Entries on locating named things
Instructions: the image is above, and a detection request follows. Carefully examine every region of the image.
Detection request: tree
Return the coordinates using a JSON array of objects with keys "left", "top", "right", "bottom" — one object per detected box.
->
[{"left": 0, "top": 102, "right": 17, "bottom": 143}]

*Written exercise*
Lay out the records above as a two-column CSV with the columns text and answer, one row per record. Put each record's text and its answer in a single quoted field, replacing line breaks with spaces.

*Answer to the task*
text,answer
"Instructions: the image is above, and a detection request follows. Carefully examine every region of the image. Detection request: tree Return the coordinates using a JSON array of objects with keys ""left"", ""top"", ""right"", ""bottom"" — one object per detected box. ->","[{""left"": 0, ""top"": 102, ""right"": 17, ""bottom"": 143}]"